■ SUS INSTRUCCIONES ■
Continúe el texto sobre el ayuno y las fiestas a partir de su última oración.

■ TEXTO FUENTE ■
━━━

Por consiguiente, así como la gloriosa Virgen de las vírgenes lo llevó materialmente, así también tú, siguiendo sus huellas, ante todo las de la humildad y pobreza, siempre puedes, sin duda alguna, llevarlo espiritualmente en tu cuerpo casto y virginal, conteniendo a Aquel que os contiene a ti y a todas las cosas, poseyendo aquello que, incluso en comparación con las demás posesiones de este mundo, que son pasajeras, poseerás más fuertemente. En esto se engañan algunos reyes y reinas del mundo, pues aunque su soberbia se eleve hasta el cielo y su cabeza toque las nubes, al fin se reducen, por así decir, a basura.
Y en cuanto a las cosas que me has pedido que te aclare, a saber, cuáles serían las fiestas que tal vez nuestro gloriosísimo padre san Francisco nos aconsejó que celebráramos especialmente con variedad de manjares, como creo que hasta cierto punto has estimado, me ha parecido que tenía que responder a tu caridad. Tu prudencia ciertamente se habrá enterado de que, exceptuadas las débiles y las enfermas, para con las cuales nos aconsejó y mandó que tuviéramos toda la discreción posible respecto a cualquier género de alimentos, ninguna de nosotras que esté sana y fuerte debería comer sino alimentos cuaresmales sólo, tanto los días feriales como los festivos, ayunando todos los días, exceptuados los domingos y el día de la Natividad del Señor, en los cuales deberíamos comer dos veces al día. Y también los jueves, en el tiempo ordinario, según la voluntad de cada una, es decir, que la que no quisiera ayunar, no estaría obligada. Sin embargo, las que estamos sanas ayunamos todos los días, exceptuados los domingos y el día de Navidad.

━━━

Datos de máscaras de segmentación:

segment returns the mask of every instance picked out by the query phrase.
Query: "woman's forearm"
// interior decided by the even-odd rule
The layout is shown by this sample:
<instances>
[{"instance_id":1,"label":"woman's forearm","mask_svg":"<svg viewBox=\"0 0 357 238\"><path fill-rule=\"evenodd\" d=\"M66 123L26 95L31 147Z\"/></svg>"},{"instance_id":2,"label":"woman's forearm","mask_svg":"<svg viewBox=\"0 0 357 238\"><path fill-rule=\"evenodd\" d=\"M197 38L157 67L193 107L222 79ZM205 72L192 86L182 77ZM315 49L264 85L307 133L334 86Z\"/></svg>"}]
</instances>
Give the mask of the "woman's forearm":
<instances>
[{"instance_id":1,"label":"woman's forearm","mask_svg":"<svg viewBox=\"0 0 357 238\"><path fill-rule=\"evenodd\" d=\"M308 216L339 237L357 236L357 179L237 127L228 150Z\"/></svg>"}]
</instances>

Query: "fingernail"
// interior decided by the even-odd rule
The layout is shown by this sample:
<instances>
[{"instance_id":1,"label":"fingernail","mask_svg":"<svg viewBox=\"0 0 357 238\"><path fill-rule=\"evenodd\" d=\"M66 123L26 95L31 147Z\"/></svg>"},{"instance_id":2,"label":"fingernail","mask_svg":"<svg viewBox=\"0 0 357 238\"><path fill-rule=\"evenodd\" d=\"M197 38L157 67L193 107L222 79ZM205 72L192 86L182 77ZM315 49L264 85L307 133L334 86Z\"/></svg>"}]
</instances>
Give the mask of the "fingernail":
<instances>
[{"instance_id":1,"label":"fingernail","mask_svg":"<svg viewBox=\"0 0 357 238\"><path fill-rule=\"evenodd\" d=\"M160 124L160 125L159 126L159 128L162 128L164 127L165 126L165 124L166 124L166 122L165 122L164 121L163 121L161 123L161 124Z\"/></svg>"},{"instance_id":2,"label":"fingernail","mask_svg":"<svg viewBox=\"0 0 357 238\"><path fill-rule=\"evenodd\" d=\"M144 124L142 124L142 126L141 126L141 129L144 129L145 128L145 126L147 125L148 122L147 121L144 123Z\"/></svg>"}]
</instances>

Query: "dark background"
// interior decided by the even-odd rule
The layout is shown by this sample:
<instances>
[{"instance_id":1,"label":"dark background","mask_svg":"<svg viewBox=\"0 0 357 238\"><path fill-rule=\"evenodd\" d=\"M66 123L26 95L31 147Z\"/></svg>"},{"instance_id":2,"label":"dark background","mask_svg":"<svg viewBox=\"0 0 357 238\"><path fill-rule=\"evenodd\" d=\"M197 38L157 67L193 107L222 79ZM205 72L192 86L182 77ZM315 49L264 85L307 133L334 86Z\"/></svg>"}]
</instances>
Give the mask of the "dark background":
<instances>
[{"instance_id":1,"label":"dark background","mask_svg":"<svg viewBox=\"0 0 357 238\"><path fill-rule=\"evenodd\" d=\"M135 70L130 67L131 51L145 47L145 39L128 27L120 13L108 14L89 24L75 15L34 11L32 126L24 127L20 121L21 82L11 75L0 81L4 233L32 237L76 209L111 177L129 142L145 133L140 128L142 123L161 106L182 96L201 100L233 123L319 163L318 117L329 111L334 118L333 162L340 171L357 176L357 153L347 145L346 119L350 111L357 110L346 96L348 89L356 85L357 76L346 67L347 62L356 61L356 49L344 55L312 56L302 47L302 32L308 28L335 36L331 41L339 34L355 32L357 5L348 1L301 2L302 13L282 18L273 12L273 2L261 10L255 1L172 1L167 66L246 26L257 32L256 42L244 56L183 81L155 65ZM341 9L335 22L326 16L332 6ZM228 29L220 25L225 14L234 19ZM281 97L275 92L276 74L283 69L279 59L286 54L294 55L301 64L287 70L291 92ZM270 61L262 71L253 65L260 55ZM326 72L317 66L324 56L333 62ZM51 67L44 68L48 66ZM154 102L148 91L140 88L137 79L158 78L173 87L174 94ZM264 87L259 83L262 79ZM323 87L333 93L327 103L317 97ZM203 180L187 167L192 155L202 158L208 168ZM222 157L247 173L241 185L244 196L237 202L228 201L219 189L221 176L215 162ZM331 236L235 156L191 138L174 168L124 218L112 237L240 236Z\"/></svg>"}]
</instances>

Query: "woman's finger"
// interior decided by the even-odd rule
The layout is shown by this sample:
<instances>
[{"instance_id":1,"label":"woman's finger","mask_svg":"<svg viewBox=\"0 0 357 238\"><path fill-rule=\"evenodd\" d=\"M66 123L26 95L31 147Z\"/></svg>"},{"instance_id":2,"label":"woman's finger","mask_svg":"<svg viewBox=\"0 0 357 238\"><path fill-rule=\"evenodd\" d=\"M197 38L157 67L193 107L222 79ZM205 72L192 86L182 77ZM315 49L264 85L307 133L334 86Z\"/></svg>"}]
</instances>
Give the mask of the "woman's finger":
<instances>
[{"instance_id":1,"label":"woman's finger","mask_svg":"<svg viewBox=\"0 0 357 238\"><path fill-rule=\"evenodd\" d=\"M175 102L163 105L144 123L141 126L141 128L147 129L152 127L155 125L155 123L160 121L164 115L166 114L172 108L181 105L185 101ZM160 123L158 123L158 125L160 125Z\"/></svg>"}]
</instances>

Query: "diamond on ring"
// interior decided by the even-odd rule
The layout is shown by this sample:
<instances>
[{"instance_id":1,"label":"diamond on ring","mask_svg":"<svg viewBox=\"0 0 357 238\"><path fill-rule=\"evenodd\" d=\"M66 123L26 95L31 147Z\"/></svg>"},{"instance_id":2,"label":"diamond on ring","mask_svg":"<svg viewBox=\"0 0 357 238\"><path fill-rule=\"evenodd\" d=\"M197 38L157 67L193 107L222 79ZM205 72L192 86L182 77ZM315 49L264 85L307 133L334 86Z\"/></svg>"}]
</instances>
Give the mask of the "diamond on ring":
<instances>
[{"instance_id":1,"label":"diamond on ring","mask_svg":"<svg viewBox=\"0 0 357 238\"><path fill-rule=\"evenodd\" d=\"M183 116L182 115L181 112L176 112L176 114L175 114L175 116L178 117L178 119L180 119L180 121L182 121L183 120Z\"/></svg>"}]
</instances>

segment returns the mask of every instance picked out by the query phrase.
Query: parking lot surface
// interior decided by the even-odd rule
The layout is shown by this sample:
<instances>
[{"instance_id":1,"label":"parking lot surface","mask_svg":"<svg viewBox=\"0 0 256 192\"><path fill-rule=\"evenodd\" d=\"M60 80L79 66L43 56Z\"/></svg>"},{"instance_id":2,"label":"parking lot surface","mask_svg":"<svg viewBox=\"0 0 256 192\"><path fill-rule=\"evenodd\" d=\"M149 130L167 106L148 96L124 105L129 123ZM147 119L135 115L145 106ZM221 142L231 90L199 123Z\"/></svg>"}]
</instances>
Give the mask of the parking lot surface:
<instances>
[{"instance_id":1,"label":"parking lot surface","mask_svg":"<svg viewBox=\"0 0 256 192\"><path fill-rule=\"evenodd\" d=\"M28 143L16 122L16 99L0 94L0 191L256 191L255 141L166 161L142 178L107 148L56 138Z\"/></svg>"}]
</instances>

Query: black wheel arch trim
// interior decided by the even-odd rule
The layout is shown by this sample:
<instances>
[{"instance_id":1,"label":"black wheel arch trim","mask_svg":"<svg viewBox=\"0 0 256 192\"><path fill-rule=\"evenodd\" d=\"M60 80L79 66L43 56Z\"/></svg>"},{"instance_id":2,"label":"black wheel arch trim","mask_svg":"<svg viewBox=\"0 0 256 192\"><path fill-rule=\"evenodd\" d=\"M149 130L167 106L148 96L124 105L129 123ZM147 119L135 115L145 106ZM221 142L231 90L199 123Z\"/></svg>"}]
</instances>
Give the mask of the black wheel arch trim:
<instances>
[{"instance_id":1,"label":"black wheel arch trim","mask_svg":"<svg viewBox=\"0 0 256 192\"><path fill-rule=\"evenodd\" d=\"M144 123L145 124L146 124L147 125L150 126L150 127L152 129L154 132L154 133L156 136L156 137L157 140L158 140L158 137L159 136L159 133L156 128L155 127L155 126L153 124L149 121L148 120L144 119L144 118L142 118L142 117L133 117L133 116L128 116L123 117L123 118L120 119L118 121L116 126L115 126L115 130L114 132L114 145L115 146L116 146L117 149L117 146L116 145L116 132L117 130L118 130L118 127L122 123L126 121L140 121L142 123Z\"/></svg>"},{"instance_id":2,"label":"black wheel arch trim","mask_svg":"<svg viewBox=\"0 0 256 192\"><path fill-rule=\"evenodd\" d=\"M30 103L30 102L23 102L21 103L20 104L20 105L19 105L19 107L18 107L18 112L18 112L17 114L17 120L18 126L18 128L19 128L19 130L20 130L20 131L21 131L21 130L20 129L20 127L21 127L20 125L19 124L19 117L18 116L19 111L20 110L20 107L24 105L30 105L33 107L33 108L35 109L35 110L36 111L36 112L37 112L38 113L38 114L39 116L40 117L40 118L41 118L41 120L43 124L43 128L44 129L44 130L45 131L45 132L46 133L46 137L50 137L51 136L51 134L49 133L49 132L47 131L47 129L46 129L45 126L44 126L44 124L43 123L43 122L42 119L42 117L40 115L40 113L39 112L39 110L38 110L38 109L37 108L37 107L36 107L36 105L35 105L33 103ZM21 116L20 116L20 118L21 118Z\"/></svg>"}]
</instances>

━━━

■ ÁREA DE RESPUESTA ■
Mas en todo el tiempo de Pascua, como dice el escrito del bienaventurado Francisco, y en las fiestas de santa María y de los santos Apóstoles, no estamos tampoco obligadas a ayunar, a no ser que estas fiestas caigan en viernes; y, como queda dicho más arriba, las que estamos sanas y fuertes comemos siempre alimentos cuaresmales.
Pero como nuestra carne no es de bronce, ni nuestra fortaleza es la de la roca, sino que más bien somos frágiles y propensas a toda debilidad corporal, te ruego, carísima, y te pido en el Señor que desistas con sabiduría y discreción de una cierta austeridad indiscreta e imposible en la abstinencia que, según he sabido, tú te habías propuesto, para que, viviendo, alabes al Señor, ofrezcas al Señor tu obsequio racional y tu sacrificio esté siempre condimentado con sal.
Que te vaya siempre bien en el Señor, como deseo que me vaya bien a mí, y encomiéndanos en tus santas oraciones tanto a mí como a mis hermanas.